(Pointing records)

◆ ◆ ◆ ◆ ◆ ◆ ◆

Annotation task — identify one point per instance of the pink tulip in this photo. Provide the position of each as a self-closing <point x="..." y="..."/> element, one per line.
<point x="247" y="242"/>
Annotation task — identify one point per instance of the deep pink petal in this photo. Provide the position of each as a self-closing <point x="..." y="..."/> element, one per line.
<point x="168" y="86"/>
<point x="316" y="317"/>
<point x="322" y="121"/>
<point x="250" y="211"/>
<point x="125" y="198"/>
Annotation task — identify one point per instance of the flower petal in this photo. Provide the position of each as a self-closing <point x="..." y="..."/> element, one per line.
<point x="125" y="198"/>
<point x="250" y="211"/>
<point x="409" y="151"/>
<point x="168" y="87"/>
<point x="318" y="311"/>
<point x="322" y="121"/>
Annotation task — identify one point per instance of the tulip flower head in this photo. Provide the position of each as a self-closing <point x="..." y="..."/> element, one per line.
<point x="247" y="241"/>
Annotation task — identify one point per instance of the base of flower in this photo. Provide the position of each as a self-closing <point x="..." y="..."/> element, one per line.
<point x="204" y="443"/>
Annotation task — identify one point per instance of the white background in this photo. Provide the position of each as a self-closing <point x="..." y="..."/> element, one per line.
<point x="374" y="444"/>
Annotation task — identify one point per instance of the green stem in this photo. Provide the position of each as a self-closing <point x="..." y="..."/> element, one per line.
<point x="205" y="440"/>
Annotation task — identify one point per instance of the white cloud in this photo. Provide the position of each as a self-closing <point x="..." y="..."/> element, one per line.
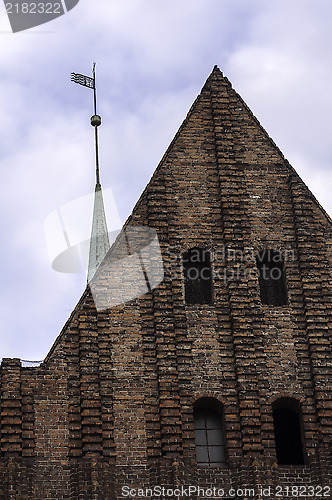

◆ ◆ ◆ ◆ ◆ ◆ ◆

TASK DIRECTIONS: Set out the records above as a numbered list, leaving out blank lines and omitting the pictures.

FINAL RESULT:
1. Annotation task — identify one point per instance of the pink tulip in this photo. Provide the position of each as a self-closing <point x="..." y="..."/> element, one per line.
2. <point x="247" y="242"/>
3. Annotation task — identify one point per instance of the deep pink petal in this photo. Provide the position of each as a self-closing <point x="..." y="..."/> element, one per line.
4. <point x="168" y="86"/>
5. <point x="316" y="317"/>
6. <point x="322" y="121"/>
7. <point x="250" y="211"/>
8. <point x="125" y="198"/>
9. Annotation task — identify one point per instance of the flower petal in this photo. Provide the position of each as a self-closing <point x="..." y="..."/> element, one per line.
10. <point x="125" y="198"/>
11. <point x="250" y="211"/>
12. <point x="409" y="151"/>
13. <point x="168" y="87"/>
14. <point x="318" y="311"/>
15. <point x="322" y="121"/>
16. Annotation task — identify one point per instance of the tulip flower head in this photo. Provide the position of each as a self-closing <point x="..." y="..."/> element, one per line.
17. <point x="247" y="241"/>
18. Annotation task — identify one point per instance of the base of flower in this photo. Provide the position of each as a self-closing <point x="..." y="..."/> element, one per line.
19. <point x="204" y="443"/>
20. Annotation task — identify one point per instance of the white background in this photo. Provide the position of each as a self-closing <point x="..." y="..."/> element, one per line.
21. <point x="374" y="444"/>
22. Annotation task — identify one point per instance of the green stem in this photo. Provide the position of each as a self-closing <point x="..." y="..."/> element, one per line.
23. <point x="205" y="440"/>
24. Annotation task — identify one point per instance of the white cloud in this photo. Provide the position of each as a self-closing <point x="..." y="..."/> element, one per line.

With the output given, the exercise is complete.